| THE TASK |
Copy the records below line for line, leaving out the pictures.

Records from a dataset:
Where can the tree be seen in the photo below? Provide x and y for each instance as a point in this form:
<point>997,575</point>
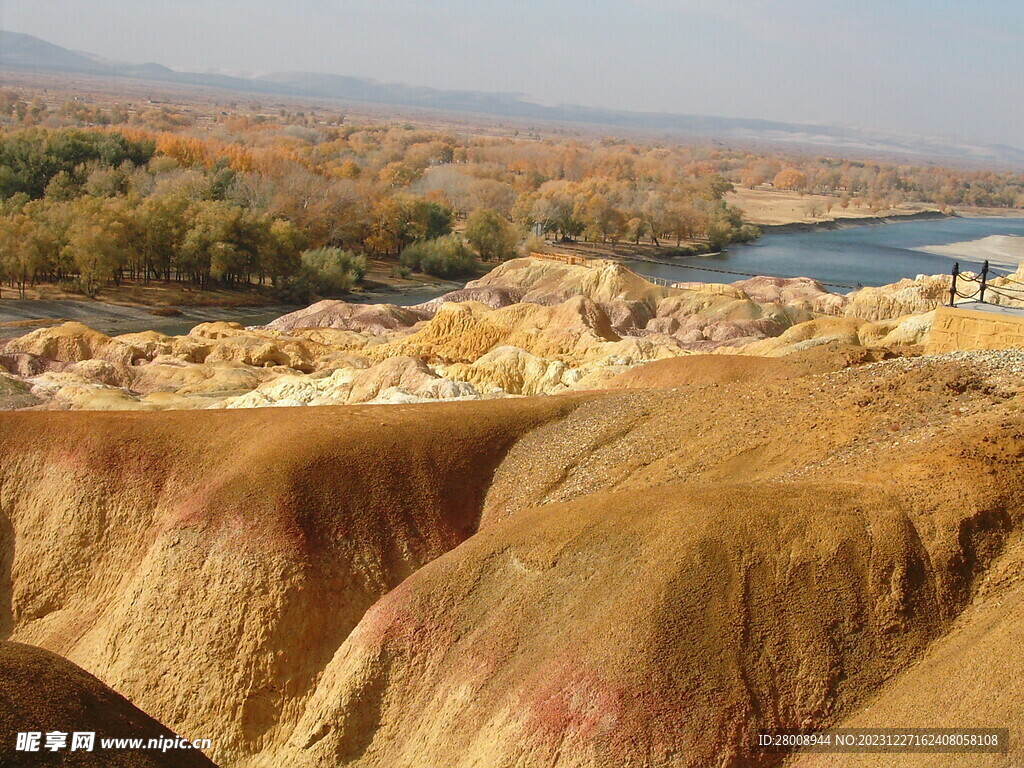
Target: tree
<point>492,235</point>
<point>790,178</point>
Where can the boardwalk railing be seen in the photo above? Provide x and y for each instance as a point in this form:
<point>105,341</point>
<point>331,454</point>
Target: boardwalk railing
<point>1009,292</point>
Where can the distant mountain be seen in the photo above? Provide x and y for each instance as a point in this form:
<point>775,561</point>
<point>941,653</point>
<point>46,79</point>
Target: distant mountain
<point>26,51</point>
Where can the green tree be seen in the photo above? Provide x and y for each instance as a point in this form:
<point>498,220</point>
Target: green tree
<point>492,235</point>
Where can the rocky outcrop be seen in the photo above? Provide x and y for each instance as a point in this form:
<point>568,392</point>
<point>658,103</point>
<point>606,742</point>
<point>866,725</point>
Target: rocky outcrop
<point>372,318</point>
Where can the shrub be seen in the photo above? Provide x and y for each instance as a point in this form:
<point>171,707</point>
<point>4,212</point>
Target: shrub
<point>442,257</point>
<point>332,270</point>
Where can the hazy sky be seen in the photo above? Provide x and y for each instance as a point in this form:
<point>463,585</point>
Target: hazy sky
<point>923,66</point>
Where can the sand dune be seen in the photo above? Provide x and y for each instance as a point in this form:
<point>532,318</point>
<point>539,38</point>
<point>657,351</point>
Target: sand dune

| RESPONSE |
Where can the tree be seen in the photo below? Provide x and y for each instance as a point in this form:
<point>997,575</point>
Target: tree
<point>492,235</point>
<point>790,178</point>
Where can the boardwalk railing be seen in the photo above? Provide x and y for each instance as a point in this form:
<point>105,341</point>
<point>331,454</point>
Target: boardwalk railing
<point>1009,292</point>
Where can the distant mountain be seen in the photo above? Provide x and y for each instance as a point in this form:
<point>775,561</point>
<point>941,653</point>
<point>46,79</point>
Target: distant mountain
<point>26,51</point>
Where can the green tree be seen in the photo above? Provide x and y for each instance as a point in this form:
<point>498,220</point>
Target: green tree
<point>492,235</point>
Where can the rocky outcrop be seen in the photo above? Provide x and y for each instance as a point in this form:
<point>568,392</point>
<point>658,103</point>
<point>606,742</point>
<point>866,725</point>
Target: rocky outcrop
<point>372,318</point>
Where can the shrub be seen in the photo above? Provide x and y for each instance as a point in this form:
<point>171,707</point>
<point>4,212</point>
Target: shrub
<point>442,257</point>
<point>332,270</point>
Where can the hazy sky be seen in the photo above? Provide x and y for each instance as a point in this form:
<point>463,585</point>
Target: hazy sky
<point>923,66</point>
Where can the sand dune be seen in the photo above? Provide x and y for each instance as a point in this form:
<point>532,318</point>
<point>539,38</point>
<point>657,351</point>
Target: sand dune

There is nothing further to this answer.